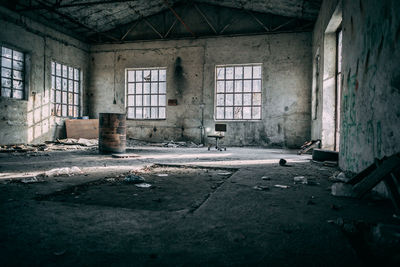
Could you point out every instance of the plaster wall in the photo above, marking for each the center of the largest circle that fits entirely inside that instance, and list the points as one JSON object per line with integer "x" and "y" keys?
{"x": 286, "y": 74}
{"x": 371, "y": 80}
{"x": 30, "y": 120}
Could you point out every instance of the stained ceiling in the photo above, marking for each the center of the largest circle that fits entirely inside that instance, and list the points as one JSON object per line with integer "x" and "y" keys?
{"x": 101, "y": 21}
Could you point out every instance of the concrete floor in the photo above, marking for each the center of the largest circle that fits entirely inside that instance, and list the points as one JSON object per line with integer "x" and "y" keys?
{"x": 194, "y": 216}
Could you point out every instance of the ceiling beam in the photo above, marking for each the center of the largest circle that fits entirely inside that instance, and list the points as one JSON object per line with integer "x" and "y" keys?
{"x": 76, "y": 4}
{"x": 153, "y": 28}
{"x": 257, "y": 20}
{"x": 205, "y": 18}
{"x": 50, "y": 8}
{"x": 179, "y": 18}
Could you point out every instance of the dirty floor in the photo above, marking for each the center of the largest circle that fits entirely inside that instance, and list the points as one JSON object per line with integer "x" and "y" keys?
{"x": 203, "y": 208}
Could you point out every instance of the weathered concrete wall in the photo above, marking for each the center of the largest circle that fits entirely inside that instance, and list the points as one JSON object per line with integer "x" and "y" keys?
{"x": 30, "y": 120}
{"x": 286, "y": 60}
{"x": 370, "y": 117}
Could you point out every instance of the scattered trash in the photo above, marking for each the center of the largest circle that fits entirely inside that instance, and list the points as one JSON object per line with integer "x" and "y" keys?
{"x": 125, "y": 156}
{"x": 143, "y": 185}
{"x": 339, "y": 177}
{"x": 339, "y": 221}
{"x": 59, "y": 252}
{"x": 63, "y": 172}
{"x": 300, "y": 179}
{"x": 330, "y": 163}
{"x": 261, "y": 187}
{"x": 281, "y": 186}
{"x": 309, "y": 145}
{"x": 134, "y": 179}
{"x": 311, "y": 202}
{"x": 30, "y": 180}
{"x": 342, "y": 190}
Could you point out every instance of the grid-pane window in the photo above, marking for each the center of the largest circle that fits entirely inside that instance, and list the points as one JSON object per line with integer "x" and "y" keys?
{"x": 238, "y": 91}
{"x": 12, "y": 73}
{"x": 146, "y": 93}
{"x": 66, "y": 90}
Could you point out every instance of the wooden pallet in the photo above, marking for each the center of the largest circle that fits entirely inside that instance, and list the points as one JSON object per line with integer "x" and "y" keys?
{"x": 386, "y": 170}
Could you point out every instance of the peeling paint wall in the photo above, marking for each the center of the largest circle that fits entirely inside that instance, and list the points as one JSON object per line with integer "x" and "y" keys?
{"x": 30, "y": 120}
{"x": 286, "y": 77}
{"x": 371, "y": 80}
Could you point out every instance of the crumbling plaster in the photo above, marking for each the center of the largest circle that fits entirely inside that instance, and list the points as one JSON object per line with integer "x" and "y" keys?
{"x": 371, "y": 80}
{"x": 286, "y": 68}
{"x": 30, "y": 120}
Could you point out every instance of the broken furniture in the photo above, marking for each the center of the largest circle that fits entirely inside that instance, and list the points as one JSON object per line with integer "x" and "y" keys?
{"x": 220, "y": 129}
{"x": 386, "y": 170}
{"x": 112, "y": 133}
{"x": 82, "y": 128}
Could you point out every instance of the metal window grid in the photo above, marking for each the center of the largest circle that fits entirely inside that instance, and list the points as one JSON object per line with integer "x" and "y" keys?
{"x": 66, "y": 90}
{"x": 146, "y": 93}
{"x": 239, "y": 103}
{"x": 12, "y": 74}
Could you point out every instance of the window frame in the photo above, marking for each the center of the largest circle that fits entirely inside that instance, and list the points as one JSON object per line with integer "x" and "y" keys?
{"x": 24, "y": 70}
{"x": 53, "y": 94}
{"x": 233, "y": 92}
{"x": 158, "y": 93}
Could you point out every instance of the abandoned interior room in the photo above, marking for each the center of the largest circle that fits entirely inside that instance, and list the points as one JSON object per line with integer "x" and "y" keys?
{"x": 200, "y": 132}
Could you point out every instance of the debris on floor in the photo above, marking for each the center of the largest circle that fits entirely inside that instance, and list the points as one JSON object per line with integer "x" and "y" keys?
{"x": 21, "y": 148}
{"x": 63, "y": 172}
{"x": 342, "y": 190}
{"x": 339, "y": 177}
{"x": 30, "y": 180}
{"x": 261, "y": 187}
{"x": 325, "y": 155}
{"x": 134, "y": 179}
{"x": 300, "y": 179}
{"x": 175, "y": 144}
{"x": 330, "y": 163}
{"x": 281, "y": 186}
{"x": 307, "y": 146}
{"x": 224, "y": 173}
{"x": 125, "y": 156}
{"x": 143, "y": 185}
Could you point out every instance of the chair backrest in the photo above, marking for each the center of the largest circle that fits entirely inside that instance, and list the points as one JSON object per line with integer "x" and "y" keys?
{"x": 219, "y": 127}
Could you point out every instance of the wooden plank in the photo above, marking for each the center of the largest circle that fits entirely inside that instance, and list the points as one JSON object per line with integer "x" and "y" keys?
{"x": 88, "y": 129}
{"x": 380, "y": 173}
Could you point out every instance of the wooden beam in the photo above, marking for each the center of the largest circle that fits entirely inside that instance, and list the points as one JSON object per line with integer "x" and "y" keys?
{"x": 179, "y": 18}
{"x": 130, "y": 29}
{"x": 77, "y": 4}
{"x": 205, "y": 18}
{"x": 153, "y": 28}
{"x": 50, "y": 8}
{"x": 257, "y": 20}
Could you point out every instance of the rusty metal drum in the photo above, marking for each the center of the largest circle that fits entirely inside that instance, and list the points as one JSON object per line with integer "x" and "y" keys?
{"x": 112, "y": 133}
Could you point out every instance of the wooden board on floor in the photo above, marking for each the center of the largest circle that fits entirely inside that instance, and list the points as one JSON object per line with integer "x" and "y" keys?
{"x": 88, "y": 129}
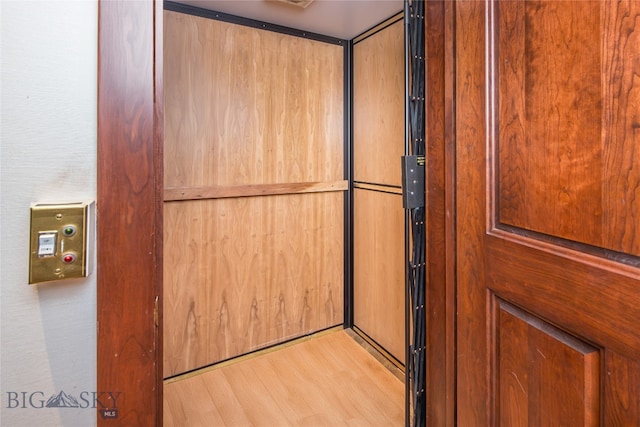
============================================================
▶ _YOUR OBJECTIVE_
With the images omitted, repeat all the data word for word.

▶ _FINISHED EXERCISE_
Could you point out every instance of the plaster wall in the photo above, marking for each the center of the largest circle that fits entirely inside that instance, and list the points as one JSON object per line with integer "x" and "y" keys?
{"x": 286, "y": 74}
{"x": 371, "y": 80}
{"x": 30, "y": 120}
Could you point out every instance of the stained ceiling in the photo above, marking for each the center of the largest circle that fits entirely inside that instance, and list the points as one JSON object per line with integer "x" and "y" keys?
{"x": 101, "y": 21}
Could you point out every instance of the concrete floor in the photo above, marking for each the center of the largest circle that fits entirely inside that instance, and list the points as one JSON object per line with integer "x" and "y" keys?
{"x": 194, "y": 216}
Could you point out every instance of the ceiling beam in the photo above, marking for each the center of the largest circle that fits entirely inside that instance, and list the points as one JSON object per line with integer "x" and "y" keys?
{"x": 76, "y": 4}
{"x": 153, "y": 28}
{"x": 257, "y": 20}
{"x": 205, "y": 18}
{"x": 50, "y": 8}
{"x": 179, "y": 18}
Could you point out every instance of the dirty floor in the photo above, marking for each the center of the largest circle that fits entirely inside that instance, and list the points as one JSON object per line with integer "x" and "y" keys?
{"x": 203, "y": 208}
Could you point out every instance of the weathered concrete wall in the photo above, marking for each the center of the largest circle that fits entirely inside that instance, and list the points as one JSON object per line with integer "x" and "y" keys?
{"x": 30, "y": 120}
{"x": 286, "y": 60}
{"x": 370, "y": 117}
Could you point out every instance of the scattered trash in the photo above, marking for each the center of the largest circle that fits entirely inside that instance, and list the points as one JSON object per line with integer "x" and "y" keys?
{"x": 125, "y": 156}
{"x": 143, "y": 185}
{"x": 339, "y": 177}
{"x": 339, "y": 221}
{"x": 59, "y": 252}
{"x": 63, "y": 172}
{"x": 300, "y": 179}
{"x": 330, "y": 163}
{"x": 261, "y": 187}
{"x": 281, "y": 186}
{"x": 309, "y": 145}
{"x": 134, "y": 179}
{"x": 311, "y": 202}
{"x": 30, "y": 180}
{"x": 342, "y": 190}
Could you point out every instance of the grid-pane window in the photo above, marking for each the center of the largest circle that fits entirely inside that instance, and list the points as one JSON object per line with integer "x" and "y" keys?
{"x": 238, "y": 91}
{"x": 12, "y": 73}
{"x": 146, "y": 93}
{"x": 66, "y": 90}
Could you point out every instance of the wooden pallet in the photo above, marking for each the center of the largest circle that fits entirely inside that instance, and list the points as one JSON object per line with integer "x" and "y" keys?
{"x": 386, "y": 170}
Could you point out every instance of the peeling paint wall in the photo above, marking for each the center of the largest circle that fits entirely inside that instance, and list the points as one JSON object per line with integer "x" and "y" keys?
{"x": 30, "y": 120}
{"x": 286, "y": 77}
{"x": 371, "y": 80}
Could you point out every instance of the crumbling plaster in the photo above, marking for each the center of the largest circle that fits entirely inside that instance, and list the points as one JSON object per line with integer "x" and "y" keys?
{"x": 371, "y": 80}
{"x": 286, "y": 68}
{"x": 30, "y": 120}
Could you point out every instance of the broken furniture in the photo above, marking for each the center of the largest circle that fits entirely inside that instance, and list the points as one JSON object per line with integer "x" and "y" keys?
{"x": 220, "y": 129}
{"x": 386, "y": 170}
{"x": 112, "y": 133}
{"x": 82, "y": 128}
Could you point out every instance of the metal window grid in the photo above, marking for each the center of the largest circle that fits entirely inside that instance, and list the points as one JSON object per line with integer "x" and "y" keys?
{"x": 66, "y": 90}
{"x": 146, "y": 93}
{"x": 239, "y": 103}
{"x": 12, "y": 74}
Could you point out every instance of the window frame in the photo above, marking for each the center of the largest circle that fits entirely inside that instance, and list the points as one JSON object per line with integer "x" and "y" keys?
{"x": 24, "y": 70}
{"x": 53, "y": 94}
{"x": 233, "y": 92}
{"x": 158, "y": 93}
Could you point out every instance of the abandoned interior room in the photo above, marking for each the center of the largest circle that fits entirely inside that instance, and list the points as one JSON object per line with integer "x" and "y" keys?
{"x": 200, "y": 132}
Could you point out every instance of the debris on floor in the photo above, marking for each the center of the largest circle that fits entirely inside that instance, and list the points as one JSON object per line with integer "x" and "y" keys?
{"x": 21, "y": 148}
{"x": 63, "y": 172}
{"x": 342, "y": 190}
{"x": 339, "y": 177}
{"x": 30, "y": 180}
{"x": 261, "y": 187}
{"x": 325, "y": 155}
{"x": 134, "y": 179}
{"x": 300, "y": 179}
{"x": 175, "y": 144}
{"x": 330, "y": 163}
{"x": 281, "y": 186}
{"x": 307, "y": 146}
{"x": 224, "y": 173}
{"x": 125, "y": 156}
{"x": 143, "y": 185}
Could you point out every instance of the chair backrest in the photo above, marking for each the center of the largest circle that fits entirely inside that instance, and list the points as one JSON object per line with integer "x" and "y" keys?
{"x": 219, "y": 127}
Could you point out every instance of the wooden plank in the photo above, marking for each the center of the largest circle that fits entirely inside that instance, and list the points as one JSON object per line with integer "x" and "y" keys?
{"x": 88, "y": 129}
{"x": 380, "y": 173}
Could you point out every instance of the wooden beam in the photo above, marking for each the center of the largest circle that fits entirely inside that instance, and list the points as one JSON object per line with integer "x" and "y" keys?
{"x": 179, "y": 18}
{"x": 130, "y": 29}
{"x": 77, "y": 4}
{"x": 205, "y": 18}
{"x": 153, "y": 28}
{"x": 50, "y": 8}
{"x": 257, "y": 20}
Could you point out every instance of the rusty metal drum in the photo above, marking for each the center of the largest circle that fits entirely inside that instance, and list the points as one JSON object per line with integer "x" and "y" keys?
{"x": 112, "y": 133}
Could you point out every instance of the wooden board on floor in the photo above, marking for each the center of the largest circle that fits entirely inside that instance, and list the points as one JSON object per line with integer "x" and "y" keys?
{"x": 88, "y": 129}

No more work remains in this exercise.